BEGIN Supplied records
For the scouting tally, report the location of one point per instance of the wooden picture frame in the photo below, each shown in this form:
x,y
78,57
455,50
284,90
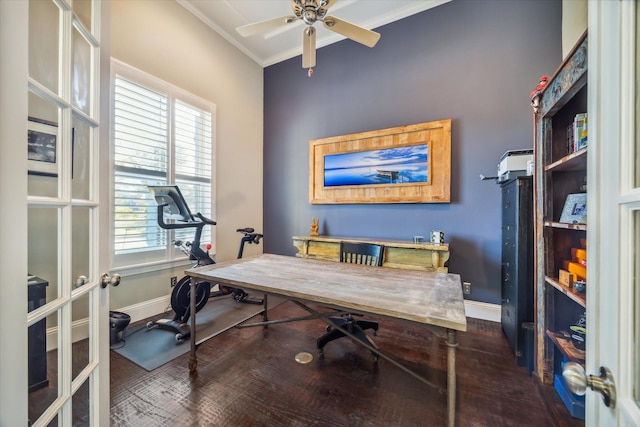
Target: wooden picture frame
x,y
406,164
575,209
43,148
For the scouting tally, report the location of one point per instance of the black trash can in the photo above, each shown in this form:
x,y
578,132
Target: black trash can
x,y
118,321
529,345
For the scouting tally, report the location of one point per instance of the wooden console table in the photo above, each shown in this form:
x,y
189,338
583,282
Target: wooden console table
x,y
397,253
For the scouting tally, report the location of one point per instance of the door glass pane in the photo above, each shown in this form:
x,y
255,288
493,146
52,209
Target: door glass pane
x,y
80,405
43,373
82,9
43,43
43,247
80,69
43,147
80,160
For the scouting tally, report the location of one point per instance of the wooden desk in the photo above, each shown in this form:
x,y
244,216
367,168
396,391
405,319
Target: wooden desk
x,y
433,300
397,253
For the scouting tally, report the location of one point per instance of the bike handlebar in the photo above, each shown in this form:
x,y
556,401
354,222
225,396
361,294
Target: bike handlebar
x,y
203,220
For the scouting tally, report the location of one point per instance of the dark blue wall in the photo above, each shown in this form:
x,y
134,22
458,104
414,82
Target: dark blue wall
x,y
472,61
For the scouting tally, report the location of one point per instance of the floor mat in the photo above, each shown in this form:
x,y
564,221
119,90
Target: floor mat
x,y
151,348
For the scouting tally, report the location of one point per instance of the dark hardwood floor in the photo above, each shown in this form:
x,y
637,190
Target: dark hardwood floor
x,y
249,377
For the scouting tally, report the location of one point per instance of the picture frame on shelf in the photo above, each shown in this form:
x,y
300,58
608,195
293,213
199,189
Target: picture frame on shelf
x,y
43,148
575,209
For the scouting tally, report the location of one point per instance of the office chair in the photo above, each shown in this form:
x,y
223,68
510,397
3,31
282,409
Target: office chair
x,y
354,253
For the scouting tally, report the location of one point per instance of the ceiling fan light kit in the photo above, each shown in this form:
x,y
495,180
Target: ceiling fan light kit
x,y
310,11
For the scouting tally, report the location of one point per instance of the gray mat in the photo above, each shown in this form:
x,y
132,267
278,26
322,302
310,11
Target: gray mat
x,y
151,348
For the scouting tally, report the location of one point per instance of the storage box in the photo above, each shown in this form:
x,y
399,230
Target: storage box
x,y
514,160
566,279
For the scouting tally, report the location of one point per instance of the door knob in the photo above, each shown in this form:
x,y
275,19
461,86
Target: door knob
x,y
80,281
578,381
106,280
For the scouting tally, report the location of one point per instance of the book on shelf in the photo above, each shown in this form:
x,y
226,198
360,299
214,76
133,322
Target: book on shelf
x,y
577,134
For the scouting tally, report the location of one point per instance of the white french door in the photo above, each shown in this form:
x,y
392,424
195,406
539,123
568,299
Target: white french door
x,y
613,296
51,148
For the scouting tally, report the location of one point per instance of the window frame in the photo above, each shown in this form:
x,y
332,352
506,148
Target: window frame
x,y
148,261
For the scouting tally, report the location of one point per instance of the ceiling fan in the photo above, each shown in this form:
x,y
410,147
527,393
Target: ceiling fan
x,y
310,11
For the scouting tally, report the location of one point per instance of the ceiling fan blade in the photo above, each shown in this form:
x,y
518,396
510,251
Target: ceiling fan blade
x,y
352,31
259,27
309,47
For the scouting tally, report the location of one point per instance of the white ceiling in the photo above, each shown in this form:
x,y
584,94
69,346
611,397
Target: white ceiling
x,y
286,42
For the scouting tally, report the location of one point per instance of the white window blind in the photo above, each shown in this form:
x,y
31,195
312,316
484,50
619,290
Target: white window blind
x,y
161,135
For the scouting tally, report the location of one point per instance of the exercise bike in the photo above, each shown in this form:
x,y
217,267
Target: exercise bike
x,y
172,205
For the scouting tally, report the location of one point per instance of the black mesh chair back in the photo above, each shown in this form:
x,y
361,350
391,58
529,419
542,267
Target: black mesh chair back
x,y
361,253
354,253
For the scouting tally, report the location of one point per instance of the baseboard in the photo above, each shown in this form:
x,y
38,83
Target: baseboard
x,y
80,328
483,310
143,310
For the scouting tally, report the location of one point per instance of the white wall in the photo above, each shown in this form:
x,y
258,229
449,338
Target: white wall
x,y
163,39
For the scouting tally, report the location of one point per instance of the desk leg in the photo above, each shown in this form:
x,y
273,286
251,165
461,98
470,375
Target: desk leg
x,y
193,362
451,376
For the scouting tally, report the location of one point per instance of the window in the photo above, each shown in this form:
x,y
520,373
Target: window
x,y
161,135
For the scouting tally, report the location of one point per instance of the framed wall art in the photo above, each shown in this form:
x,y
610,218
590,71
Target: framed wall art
x,y
43,147
406,164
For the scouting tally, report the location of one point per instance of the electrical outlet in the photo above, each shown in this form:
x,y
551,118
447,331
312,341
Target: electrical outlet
x,y
466,288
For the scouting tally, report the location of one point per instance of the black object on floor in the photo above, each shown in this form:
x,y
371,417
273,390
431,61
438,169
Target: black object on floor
x,y
151,348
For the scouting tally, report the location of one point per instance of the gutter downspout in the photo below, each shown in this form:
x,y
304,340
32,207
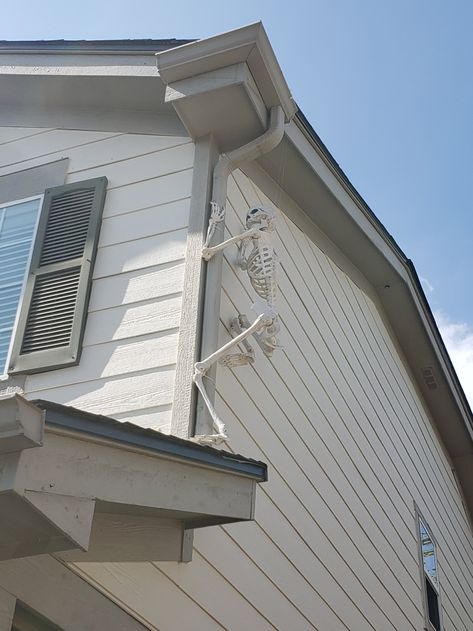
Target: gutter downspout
x,y
226,164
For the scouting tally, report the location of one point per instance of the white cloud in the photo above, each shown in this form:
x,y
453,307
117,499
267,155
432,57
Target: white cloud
x,y
458,338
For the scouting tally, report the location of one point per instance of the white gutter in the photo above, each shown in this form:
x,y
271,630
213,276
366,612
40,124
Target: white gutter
x,y
226,164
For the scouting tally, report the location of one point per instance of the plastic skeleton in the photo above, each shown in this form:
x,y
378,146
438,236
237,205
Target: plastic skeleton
x,y
260,264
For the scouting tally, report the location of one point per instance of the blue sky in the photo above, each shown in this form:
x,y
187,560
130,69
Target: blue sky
x,y
388,86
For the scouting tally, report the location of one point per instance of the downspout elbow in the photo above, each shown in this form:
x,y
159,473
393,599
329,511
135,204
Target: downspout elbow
x,y
228,162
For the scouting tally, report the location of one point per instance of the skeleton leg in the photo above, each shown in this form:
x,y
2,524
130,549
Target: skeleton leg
x,y
201,368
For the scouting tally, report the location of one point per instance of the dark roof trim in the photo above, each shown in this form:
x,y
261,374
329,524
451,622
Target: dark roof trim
x,y
107,428
398,251
127,46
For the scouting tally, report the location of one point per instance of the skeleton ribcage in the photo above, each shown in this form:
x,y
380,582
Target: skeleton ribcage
x,y
261,268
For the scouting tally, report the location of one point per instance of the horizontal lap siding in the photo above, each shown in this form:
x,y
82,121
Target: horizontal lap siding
x,y
130,344
349,446
349,443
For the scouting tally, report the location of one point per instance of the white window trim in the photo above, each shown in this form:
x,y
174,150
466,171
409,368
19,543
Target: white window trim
x,y
5,375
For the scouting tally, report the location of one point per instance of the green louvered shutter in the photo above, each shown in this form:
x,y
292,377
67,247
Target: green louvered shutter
x,y
53,312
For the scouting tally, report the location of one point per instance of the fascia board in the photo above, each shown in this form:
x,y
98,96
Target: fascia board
x,y
54,64
327,173
407,298
248,44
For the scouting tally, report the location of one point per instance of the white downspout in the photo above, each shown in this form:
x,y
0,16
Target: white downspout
x,y
213,281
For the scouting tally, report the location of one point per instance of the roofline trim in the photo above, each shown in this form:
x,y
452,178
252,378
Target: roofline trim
x,y
105,428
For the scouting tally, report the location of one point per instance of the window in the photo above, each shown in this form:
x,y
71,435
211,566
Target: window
x,y
46,263
429,568
18,221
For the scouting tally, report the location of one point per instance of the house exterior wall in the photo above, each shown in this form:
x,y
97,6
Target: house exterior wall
x,y
129,352
350,448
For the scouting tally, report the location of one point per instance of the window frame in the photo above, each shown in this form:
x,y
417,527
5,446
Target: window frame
x,y
420,519
4,376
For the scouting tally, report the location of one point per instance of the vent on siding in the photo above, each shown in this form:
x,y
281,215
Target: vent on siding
x,y
67,228
52,308
429,378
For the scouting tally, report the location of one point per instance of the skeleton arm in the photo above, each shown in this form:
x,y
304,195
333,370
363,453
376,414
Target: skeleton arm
x,y
252,233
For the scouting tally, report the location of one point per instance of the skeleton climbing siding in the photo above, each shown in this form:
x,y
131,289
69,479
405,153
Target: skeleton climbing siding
x,y
260,265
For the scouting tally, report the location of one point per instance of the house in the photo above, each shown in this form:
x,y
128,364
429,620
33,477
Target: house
x,y
124,502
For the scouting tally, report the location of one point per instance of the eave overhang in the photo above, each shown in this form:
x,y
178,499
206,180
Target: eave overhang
x,y
92,489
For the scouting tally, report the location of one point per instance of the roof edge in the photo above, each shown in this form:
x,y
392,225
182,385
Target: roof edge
x,y
105,428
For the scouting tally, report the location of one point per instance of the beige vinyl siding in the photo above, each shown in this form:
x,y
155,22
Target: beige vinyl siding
x,y
350,447
129,352
335,414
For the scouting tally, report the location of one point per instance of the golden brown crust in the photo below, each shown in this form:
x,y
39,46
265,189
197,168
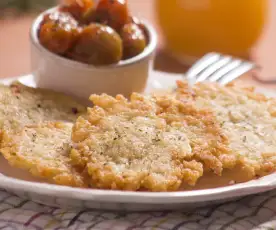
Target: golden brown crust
x,y
125,145
43,150
21,105
246,118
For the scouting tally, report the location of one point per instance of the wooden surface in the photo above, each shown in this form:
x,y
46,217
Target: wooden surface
x,y
14,44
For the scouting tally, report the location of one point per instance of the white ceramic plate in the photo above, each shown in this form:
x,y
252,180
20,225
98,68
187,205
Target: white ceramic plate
x,y
62,196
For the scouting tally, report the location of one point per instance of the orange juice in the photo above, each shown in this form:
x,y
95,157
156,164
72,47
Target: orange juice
x,y
195,27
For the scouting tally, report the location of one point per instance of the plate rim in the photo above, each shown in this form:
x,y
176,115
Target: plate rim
x,y
263,184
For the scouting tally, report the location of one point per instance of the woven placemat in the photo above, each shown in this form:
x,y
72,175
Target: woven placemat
x,y
256,212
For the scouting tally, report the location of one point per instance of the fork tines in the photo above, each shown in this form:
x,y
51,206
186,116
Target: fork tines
x,y
215,67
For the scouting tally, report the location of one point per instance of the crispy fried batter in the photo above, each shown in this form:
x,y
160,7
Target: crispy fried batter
x,y
43,150
125,145
21,105
247,119
209,144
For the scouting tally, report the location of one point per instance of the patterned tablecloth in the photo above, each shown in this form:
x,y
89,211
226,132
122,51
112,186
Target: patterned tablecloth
x,y
256,212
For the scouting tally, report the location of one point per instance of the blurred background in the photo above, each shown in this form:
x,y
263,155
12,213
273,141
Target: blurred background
x,y
187,29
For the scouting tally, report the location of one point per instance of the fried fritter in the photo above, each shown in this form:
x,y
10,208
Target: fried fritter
x,y
248,121
125,145
21,105
43,150
208,142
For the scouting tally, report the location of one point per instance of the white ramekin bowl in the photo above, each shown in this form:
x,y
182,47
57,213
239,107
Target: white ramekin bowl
x,y
81,80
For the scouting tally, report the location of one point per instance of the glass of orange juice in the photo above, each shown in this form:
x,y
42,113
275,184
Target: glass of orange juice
x,y
192,28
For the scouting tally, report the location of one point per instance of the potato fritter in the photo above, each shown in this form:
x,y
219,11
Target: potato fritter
x,y
43,150
125,145
21,105
247,119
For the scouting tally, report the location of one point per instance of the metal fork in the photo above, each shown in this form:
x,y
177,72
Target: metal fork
x,y
215,67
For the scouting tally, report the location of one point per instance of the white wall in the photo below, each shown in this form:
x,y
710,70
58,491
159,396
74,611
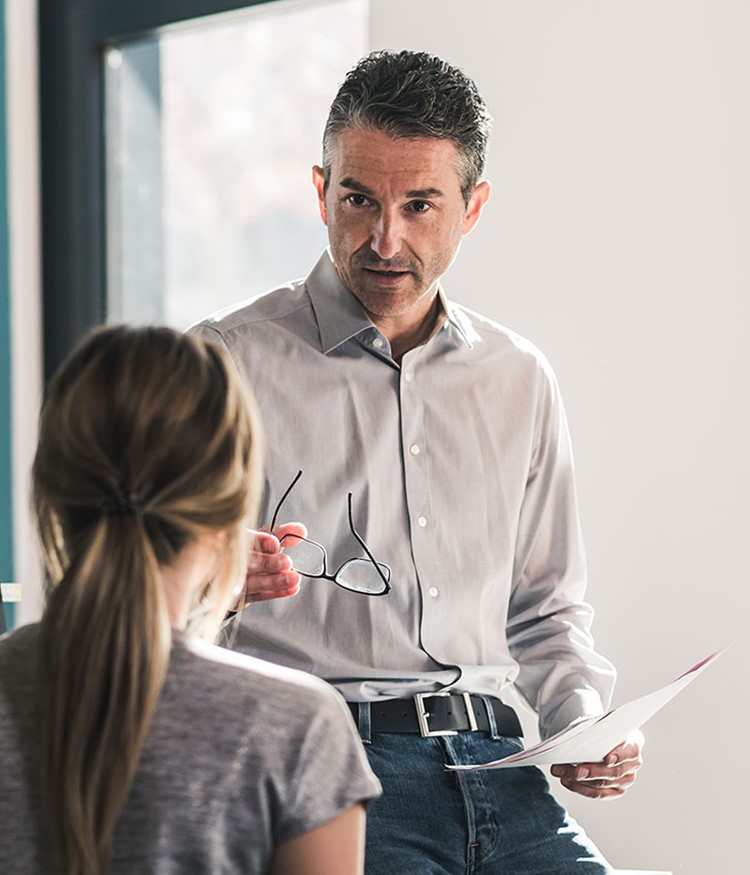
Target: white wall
END Supplied records
Every line of the records that includes the word "below" should be gathered.

Solution to the problem.
For the scouting tally, report the location of one point per instance of the wooden picture frame in the photo below, each shown in this form:
For the scouting tally, report the location of one point per instance of the gutter downspout in the photo below, each shown in this form:
For the scouting tally, report the location of one point per instance of the golden brown crust in the photo below, each shown in this form:
For the scouting tally, report the location of one point per instance of the white wall in the photo below, each shown in this form:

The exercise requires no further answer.